>> START Input for this task

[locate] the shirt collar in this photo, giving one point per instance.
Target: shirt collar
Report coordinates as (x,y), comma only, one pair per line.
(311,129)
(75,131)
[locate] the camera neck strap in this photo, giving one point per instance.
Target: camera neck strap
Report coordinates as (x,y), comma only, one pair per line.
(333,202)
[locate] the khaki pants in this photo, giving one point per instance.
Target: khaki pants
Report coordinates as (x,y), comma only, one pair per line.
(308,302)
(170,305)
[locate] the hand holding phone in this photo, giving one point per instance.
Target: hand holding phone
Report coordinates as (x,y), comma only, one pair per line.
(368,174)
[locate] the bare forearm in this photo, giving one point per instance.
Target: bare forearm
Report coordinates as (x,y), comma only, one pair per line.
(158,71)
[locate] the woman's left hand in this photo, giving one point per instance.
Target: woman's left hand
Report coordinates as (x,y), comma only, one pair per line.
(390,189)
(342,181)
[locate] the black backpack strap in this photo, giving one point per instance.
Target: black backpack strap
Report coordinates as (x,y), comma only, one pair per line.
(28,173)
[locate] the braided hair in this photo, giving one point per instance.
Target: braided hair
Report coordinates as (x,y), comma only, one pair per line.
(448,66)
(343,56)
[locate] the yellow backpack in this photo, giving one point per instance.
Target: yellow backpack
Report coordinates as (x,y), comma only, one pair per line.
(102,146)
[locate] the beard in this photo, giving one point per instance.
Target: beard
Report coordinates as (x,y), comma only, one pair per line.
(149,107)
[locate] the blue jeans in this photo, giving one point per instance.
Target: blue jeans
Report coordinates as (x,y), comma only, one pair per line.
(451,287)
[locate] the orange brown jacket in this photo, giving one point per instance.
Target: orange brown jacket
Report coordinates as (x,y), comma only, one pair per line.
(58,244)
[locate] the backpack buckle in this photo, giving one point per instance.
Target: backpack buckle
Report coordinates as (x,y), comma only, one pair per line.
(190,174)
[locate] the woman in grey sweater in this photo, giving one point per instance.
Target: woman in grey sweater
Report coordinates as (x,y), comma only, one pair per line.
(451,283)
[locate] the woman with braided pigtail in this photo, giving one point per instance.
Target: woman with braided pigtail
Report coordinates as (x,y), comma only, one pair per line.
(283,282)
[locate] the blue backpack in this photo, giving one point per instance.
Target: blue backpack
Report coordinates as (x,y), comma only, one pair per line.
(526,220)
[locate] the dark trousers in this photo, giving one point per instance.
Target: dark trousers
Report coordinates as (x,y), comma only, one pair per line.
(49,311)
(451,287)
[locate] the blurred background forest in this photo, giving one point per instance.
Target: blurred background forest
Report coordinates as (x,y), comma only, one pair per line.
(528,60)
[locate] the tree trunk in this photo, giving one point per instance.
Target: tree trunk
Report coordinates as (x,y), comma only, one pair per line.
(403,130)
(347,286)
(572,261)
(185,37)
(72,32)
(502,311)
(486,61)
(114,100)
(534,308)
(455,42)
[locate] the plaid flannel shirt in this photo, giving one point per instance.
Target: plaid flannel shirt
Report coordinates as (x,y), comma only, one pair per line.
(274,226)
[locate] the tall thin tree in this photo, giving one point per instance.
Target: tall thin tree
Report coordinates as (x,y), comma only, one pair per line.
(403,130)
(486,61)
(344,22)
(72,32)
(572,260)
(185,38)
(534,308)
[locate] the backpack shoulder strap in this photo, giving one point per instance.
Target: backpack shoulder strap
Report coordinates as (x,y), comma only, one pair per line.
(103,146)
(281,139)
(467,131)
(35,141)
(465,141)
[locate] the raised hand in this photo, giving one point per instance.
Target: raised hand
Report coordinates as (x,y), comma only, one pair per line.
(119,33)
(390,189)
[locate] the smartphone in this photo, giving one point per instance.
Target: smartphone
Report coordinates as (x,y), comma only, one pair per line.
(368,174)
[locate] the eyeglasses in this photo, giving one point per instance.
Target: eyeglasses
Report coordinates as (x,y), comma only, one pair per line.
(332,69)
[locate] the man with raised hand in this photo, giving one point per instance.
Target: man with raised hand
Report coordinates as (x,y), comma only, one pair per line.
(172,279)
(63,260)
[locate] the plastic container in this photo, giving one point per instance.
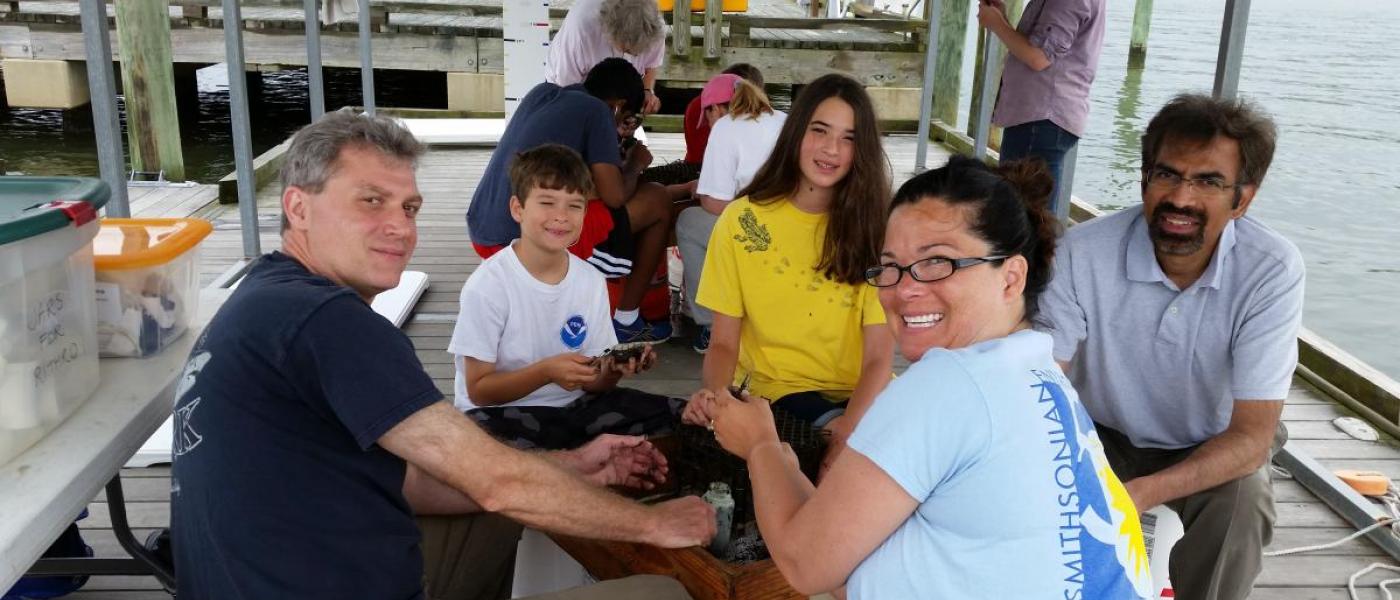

>> END Input for this task

▶ [Aim of the task]: Please lay out the rows as a numbered list, from the line holding "[locate] the man" through the end of the rows, inclusive. Omit blank lines and leave the pictures out.

▶ [Exercise response]:
1. [locate] the man with raised hand in this photo, giving one point per instance.
2. Target: man with raised hand
3. Report coordinates as (x,y), comma only, one pair per line.
4. (172,279)
5. (63,260)
6. [locate] the plastic container in this photo, giving one point per instance.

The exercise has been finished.